-- START OF PASSAGE SHOWN --

Robert Parry, Consortium News - Has anyone in Official Washington thought through the latest foreign policy “group think,” the plan to destabilize nuclear-armed Russia? All the “smart” people, including the New York Times editors, are rubbing their hands with glee over the financial crisis being imposed on Russia because of the Ukraine crisis, but no one, it seems, is looking down the road.
This reckless strategy appears to be another neocon-driven “regime change” scheme, this time focused on Moscow with the goal to take down Russian President Vladimir Putin and presumably replace him with some U.S. puppet, a Russian-speaking Ahmed Chalabi perhaps. Since the neocons have never faced accountability for the Iraq disaster – when the conniving Chalabi was their man – they are still free to dream about a replay in Russia.
Russian President Vladimir Putin laying a wreath at Russia's Tomb of the Unknown Soldier on May 8, 2014, as part of the observance of the World War II Victory over Germany.

-- END OF PASSAGE SHOWN --
-- START OF RECORD LIST --

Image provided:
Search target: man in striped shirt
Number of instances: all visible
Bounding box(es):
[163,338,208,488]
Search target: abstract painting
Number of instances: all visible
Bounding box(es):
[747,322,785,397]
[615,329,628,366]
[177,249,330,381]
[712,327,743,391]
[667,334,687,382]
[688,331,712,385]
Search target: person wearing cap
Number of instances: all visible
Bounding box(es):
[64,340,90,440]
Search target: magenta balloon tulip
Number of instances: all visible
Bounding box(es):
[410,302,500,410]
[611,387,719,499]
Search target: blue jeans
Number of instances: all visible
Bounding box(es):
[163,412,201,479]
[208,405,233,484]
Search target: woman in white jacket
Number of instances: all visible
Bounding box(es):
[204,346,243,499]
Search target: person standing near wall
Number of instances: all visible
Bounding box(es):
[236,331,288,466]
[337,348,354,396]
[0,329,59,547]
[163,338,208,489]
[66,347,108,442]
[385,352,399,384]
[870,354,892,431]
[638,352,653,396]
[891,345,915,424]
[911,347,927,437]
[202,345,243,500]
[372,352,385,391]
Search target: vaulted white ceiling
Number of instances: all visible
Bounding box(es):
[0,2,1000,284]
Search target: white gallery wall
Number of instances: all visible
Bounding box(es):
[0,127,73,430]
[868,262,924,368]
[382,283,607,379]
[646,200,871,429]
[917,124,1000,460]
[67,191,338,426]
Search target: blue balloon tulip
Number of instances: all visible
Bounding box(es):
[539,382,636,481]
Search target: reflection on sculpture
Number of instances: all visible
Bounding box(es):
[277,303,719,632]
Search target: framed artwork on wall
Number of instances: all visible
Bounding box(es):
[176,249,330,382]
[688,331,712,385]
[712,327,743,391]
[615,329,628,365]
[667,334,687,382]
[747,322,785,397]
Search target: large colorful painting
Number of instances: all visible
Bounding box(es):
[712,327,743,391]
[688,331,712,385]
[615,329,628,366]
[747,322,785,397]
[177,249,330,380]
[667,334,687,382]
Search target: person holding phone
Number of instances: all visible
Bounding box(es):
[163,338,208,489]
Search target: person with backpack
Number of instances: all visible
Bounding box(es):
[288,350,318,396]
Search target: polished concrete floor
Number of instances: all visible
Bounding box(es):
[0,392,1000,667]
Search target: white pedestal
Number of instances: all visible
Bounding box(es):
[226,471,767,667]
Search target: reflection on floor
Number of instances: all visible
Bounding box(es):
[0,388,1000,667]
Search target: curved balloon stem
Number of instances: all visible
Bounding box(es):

-- END OF RECORD LIST --

WRITTEN TASKS:
1 – From the Russia commentary, return the stretch from "Russian President Vladimir Putin laying" through "Victory over Germany." word for word.
2 – Which individual people does the Russia commentary mention by name?
3 – Answer these about the Russia commentary:
(a) Which newspaper's editors does it name?
(b) Whose man was Chalabi during the Iraq disaster?
(c) On what date did Putin lay the wreath?

SOLUTIONS:
1 –
Russian President Vladimir Putin laying a wreath at Russia's Tomb of the Unknown Soldier on May 8, 2014, as part of the observance of the World War II Victory over Germany.

2 – Robert Parry, Vladimir Putin, Ahmed Chalabi

3 –
(a) The New York Times
(b) The neocons'
(c) May 8, 2014